# Page start

3 Recommendations for Machine Unlearning Evaluation Challenges

Machine learning (ML) models are becoming more deeply integrated into many products and services we use every day. This proliferation of artificial intelligence (AI)/ML technology raises a host of concerns about privacy breaches, model bias, and unauthorized use of data to train models. All of these areas point to the importance of having flexible and responsive control over the data a model is trained on. Retraining a model from scratch to remove specific data points, however, is often impractical due to the high computational and financial costs involved. Research into machine unlearning (MU) aims to develop new methods to remove data points efficiently and effectively from a model without the need for extensive retraining. In this post, we discuss our work on machine unlearning challenges and offer recommendations for more robust evaluation methods.

Machine Unlearning Use Cases

The importance of machine unlearning cannot be understated. It has the potential to address critical challenges, such as compliance with privacy laws, dynamic data management, reversing unintended inclusion of unlicensed intellectual property, and responding to data breaches.

# Page end
# Extracted entries start

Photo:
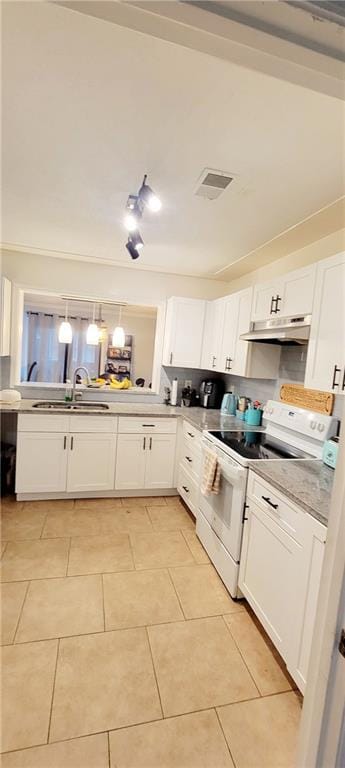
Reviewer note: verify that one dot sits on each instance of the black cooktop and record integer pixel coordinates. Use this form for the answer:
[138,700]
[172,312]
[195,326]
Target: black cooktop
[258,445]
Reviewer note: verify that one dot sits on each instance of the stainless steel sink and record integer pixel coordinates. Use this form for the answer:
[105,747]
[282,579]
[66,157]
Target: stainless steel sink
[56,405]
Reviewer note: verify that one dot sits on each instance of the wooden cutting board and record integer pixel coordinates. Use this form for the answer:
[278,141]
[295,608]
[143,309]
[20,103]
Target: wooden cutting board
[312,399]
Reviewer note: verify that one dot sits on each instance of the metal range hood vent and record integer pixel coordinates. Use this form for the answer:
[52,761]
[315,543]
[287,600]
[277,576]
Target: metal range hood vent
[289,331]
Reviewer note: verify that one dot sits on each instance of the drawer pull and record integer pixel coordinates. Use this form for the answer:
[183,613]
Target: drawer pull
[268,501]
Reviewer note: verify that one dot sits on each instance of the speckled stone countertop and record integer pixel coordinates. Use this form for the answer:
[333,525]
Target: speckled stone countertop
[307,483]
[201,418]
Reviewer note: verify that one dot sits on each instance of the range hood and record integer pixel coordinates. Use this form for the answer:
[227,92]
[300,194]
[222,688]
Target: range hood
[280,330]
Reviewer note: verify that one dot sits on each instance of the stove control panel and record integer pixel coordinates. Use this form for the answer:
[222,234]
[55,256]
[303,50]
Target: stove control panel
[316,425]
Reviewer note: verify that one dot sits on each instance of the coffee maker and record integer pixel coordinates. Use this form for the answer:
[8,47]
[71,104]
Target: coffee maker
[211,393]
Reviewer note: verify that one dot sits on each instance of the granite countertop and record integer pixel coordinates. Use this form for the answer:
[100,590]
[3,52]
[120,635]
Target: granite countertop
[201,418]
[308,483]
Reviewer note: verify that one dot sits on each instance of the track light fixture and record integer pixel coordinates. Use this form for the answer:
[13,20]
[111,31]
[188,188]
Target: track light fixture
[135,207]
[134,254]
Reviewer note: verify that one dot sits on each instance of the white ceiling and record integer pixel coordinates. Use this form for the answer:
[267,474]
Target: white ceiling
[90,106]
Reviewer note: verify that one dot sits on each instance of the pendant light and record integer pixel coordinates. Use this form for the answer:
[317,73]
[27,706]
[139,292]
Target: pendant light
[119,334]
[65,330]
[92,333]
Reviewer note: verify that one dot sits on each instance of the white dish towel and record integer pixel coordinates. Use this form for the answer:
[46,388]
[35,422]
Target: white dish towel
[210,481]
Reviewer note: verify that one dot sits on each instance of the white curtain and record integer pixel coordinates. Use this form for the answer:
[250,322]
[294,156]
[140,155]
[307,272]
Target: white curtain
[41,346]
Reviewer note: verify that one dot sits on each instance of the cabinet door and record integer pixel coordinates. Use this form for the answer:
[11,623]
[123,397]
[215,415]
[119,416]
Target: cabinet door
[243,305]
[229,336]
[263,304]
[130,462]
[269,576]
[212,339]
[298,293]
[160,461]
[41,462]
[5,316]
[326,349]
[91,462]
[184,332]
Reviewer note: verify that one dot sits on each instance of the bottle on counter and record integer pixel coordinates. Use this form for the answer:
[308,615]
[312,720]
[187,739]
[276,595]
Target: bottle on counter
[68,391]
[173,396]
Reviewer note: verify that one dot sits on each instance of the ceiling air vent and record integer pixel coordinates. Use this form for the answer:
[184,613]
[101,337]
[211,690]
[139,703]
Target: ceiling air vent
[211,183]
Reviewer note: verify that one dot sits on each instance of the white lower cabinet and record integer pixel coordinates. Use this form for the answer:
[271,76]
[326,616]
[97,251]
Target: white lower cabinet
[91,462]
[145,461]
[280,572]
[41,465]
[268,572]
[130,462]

# Extracted entries end

# Work to do:
Does each statement (a), (b), (c) agree with the post on machine unlearning? Answer yes or no for each and quote the words from the post that decide it. (a) Retraining a model from scratch to remove specific data points is often impractical because of its costs. (b) Machine unlearning research seeks methods that remove data points through extensive retraining. (c) Responding to data breaches is one of the challenges machine unlearning could address.

# Response to the task:
(a) Yes: "Retraining a model from scratch to remove specific data points, however, is often impractical due to the high computational and financial costs involved."
(b) No: "remove data points efficiently and effectively from a model without the need for extensive retraining"
(c) Yes: "It has the potential to address critical challenges, such as compliance with privacy laws, dynamic data management, reversing unintended inclusion of unlicensed intellectual property, and responding to data breaches."